■ **EJERCICIOS PROPUESTOS**
1: Enumera todos los números que en la entrevista aparecen escritos con cifras.
2: Reproduce sin cambios el fragmento de la entrevista que va desde "--Es que cuando" hasta "devaluado, ja, ja.".
3: Traduce al inglés esta oración de la entrevista: "Los bancos han convertido la pintura en moneda de cambio, y yo siempre he estado en contra de los montajes para vender."

■ **ENTREVISTA**
^^^^^^^^^^^^^^^^
NACE EN TORREDONJIMENO (1921).

TRAYECTORIA COFUNDADOR DE CANTICO, ILUSTRO SU REVISTA. ES HIJO ADOPTIVO DE CORDOBA, MEDALLA DE ORO DE LA PROVINCIA Y DE ANDALUCIA.

A Ginés Liébana le sienta bien venir a Córdoba. Es como si nada más bajarse del AVE le inyectaran felicidad en grandes dosis. Y eso es decir mucho tratándose de un optimista vocacional --aunque con un exquisito poso de melancolía en la trastienda-- que se marchó en los años 40 huyendo del aire asfixiante de la ciudad y desde entonces no ha sido otra cosa que un "exiliado alegre" a pesar de todo y de todos. Así sigue, liviano, coqueto y pinturero como siempre, sin tener que reprocharle al peso de sus 91 años más que un fastidioso dolor en el pie derecho que le impide subir los escalones a pares, como solía hacer hasta ayer mismo casi este travieso ser alado tan libre e iconoclasta como los ángeles que pinta.

La noche anterior a la entrevista, mantenida en el hotel donde se hospedaba, el único superviviente de Cántico junto a Pablo García Baena --su amigo desde hace 80 años-- había recibido un agotador baño de multitudes en el Palacio de la Merced, donde la Diputación le entregó la Medalla de Oro de la provincia. Pero esa mañana no había en Liébana, que por la tarde recibiría otro homenaje en Villa del Río, la menor huella de cansancio. "El secreto está en que me divierte mucho trabajar y en el sentido del humor, que ha sido lo mejor que ha habido en mi vida. Por ejemplo, escribo burlándome de la literatura dentro de la literatura, no tengo prejuicios", confiesa este pintor que escribe (mucho) y viceversa, un artista diverso y disperso para el que la creación no tienen fronteras. --Tiene ya todos los galardones institucionales que se pueden tener. No está mal para alguien que siempre se creyó ignorado por la oficialidad, ¿no cree?

--Es que cuando han dicho algo bueno de mí he creído que era un elogio de la gente que me quiere. Pero ahora he descubierto que gente que no me conoce... Están entrando. Comprendo que es muy difícil escribir como escribo yo y que te sigan.

--No, si al final va a acabar siendo lo que siempre ha detestado, un "contemporáneo".

--¡Qué horror! ¡Un contempoerróneo ! (se parte de risa jugueteando con las palabras). Pero una cosa es cuando llegas a una edad y se cae por su peso y otra es la cosa forzada de pelearte por estar en el mercado. Los bancos han convertido la pintura en moneda de cambio, y yo siempre he estado en contra de los montajes para vender. Sigo siendo pobre. Trabajo mucho, pinto constantemente, y puedo permitirme el lujo de vender muy barato, porque no me interesa el dinero. Y menos ahora, con el euro tan devaluado, ja, ja.

--¿Por qué será que todo el mundo quiere colgar en su salón un ángel de Liébana?
^^^^^^^^^^^^^^^^
■ **DATOS EXTRAÍDOS**
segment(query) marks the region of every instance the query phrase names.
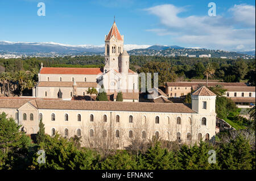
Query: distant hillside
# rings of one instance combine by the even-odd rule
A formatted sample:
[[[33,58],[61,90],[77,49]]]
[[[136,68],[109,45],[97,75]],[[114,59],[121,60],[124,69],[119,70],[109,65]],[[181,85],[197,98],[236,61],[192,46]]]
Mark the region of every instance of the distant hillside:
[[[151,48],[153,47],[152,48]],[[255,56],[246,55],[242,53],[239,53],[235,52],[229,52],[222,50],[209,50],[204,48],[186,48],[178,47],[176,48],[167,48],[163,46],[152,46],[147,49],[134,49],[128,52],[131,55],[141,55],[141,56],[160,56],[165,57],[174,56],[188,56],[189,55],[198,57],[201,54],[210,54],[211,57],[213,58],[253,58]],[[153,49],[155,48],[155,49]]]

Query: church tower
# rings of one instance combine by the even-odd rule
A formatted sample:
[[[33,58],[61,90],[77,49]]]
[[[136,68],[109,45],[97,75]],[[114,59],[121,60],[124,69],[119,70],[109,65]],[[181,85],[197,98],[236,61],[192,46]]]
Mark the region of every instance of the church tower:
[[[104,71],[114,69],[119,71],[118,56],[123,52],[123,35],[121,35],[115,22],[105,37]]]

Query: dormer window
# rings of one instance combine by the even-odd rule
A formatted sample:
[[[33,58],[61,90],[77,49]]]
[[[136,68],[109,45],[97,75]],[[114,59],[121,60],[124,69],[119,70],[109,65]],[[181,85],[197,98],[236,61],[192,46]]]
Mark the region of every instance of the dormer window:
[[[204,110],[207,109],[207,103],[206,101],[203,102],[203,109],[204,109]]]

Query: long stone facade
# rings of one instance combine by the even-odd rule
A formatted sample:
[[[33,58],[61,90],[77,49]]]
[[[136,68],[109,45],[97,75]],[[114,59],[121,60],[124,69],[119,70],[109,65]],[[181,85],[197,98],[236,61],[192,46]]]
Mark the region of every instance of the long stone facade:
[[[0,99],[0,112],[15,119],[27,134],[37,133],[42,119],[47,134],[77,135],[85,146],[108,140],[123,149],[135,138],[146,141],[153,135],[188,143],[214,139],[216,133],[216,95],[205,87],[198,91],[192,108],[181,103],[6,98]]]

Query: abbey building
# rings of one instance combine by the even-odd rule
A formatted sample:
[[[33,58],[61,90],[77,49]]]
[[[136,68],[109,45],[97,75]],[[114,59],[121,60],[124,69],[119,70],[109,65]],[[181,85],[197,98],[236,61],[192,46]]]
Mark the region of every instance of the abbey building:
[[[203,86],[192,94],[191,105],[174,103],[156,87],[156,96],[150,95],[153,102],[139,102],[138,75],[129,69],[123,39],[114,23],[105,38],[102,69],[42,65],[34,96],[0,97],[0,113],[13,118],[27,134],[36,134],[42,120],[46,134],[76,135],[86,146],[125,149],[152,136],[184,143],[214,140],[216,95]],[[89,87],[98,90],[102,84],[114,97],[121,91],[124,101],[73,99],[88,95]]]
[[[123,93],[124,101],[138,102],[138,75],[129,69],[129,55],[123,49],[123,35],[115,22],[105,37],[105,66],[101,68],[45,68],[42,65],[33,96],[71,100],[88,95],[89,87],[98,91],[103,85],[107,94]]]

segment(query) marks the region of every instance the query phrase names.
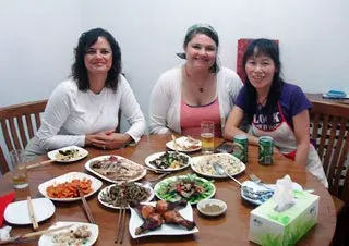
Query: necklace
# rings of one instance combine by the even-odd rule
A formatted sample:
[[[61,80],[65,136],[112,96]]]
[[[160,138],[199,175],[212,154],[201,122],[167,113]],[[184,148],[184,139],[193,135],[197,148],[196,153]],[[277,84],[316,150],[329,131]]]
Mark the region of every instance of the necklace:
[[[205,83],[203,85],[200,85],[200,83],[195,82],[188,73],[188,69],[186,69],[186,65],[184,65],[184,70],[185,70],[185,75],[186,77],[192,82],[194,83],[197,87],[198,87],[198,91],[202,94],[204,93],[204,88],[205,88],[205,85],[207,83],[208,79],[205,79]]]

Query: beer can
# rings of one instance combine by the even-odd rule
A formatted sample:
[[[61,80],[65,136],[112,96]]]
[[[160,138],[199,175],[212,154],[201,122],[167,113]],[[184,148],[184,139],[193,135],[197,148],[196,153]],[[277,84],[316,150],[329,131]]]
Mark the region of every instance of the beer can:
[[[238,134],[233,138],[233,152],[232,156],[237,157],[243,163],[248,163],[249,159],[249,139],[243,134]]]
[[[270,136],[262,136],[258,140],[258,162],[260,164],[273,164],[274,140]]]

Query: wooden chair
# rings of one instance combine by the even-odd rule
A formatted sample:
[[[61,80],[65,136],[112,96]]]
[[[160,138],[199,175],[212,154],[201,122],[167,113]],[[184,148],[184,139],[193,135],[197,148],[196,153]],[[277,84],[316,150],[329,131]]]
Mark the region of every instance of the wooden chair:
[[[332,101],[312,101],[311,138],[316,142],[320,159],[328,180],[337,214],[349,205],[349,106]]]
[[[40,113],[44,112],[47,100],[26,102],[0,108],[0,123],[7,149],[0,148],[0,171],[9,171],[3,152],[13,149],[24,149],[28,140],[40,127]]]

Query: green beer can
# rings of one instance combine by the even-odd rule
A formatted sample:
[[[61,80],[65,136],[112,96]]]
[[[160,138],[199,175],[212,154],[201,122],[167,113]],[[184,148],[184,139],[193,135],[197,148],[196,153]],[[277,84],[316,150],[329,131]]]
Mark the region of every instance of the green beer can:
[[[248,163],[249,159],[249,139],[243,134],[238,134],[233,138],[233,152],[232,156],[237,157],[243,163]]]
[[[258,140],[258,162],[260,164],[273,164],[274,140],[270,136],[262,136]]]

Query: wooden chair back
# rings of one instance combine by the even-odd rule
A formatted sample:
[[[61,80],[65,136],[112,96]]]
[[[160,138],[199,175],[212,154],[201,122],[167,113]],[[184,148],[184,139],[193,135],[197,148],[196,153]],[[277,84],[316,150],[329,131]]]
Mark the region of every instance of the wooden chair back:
^^^^^^^^^^^^^^^^
■ **SOLUCIONES POR EJERCICIO**
1: 1921, 40, 91, 80

2:
--Es que cuando han dicho algo bueno de mí he creído que era un elogio de la gente que me quiere. Pero ahora he descubierto que gente que no me conoce... Están entrando. Comprendo que es muy difícil escribir como escribo yo y que te sigan.

--No, si al final va a acabar siendo lo que siempre ha detestado, un "contemporáneo".

--¡Qué horror! ¡Un contempoerróneo ! (se parte de risa jugueteando con las palabras). Pero una cosa es cuando llegas a una edad y se cae por su peso y otra es la cosa forzada de pelearte por estar en el mercado. Los bancos han convertido la pintura en moneda de cambio, y yo siempre he estado en contra de los montajes para vender. Sigo siendo pobre. Trabajo mucho, pinto constantemente, y puedo permitirme el lujo de vender muy barato, porque no me interesa el dinero. Y menos ahora, con el euro tan devaluado, ja, ja.

3: Banks have turned painting into a bargaining chip, and I have always been against schemes set up to sell.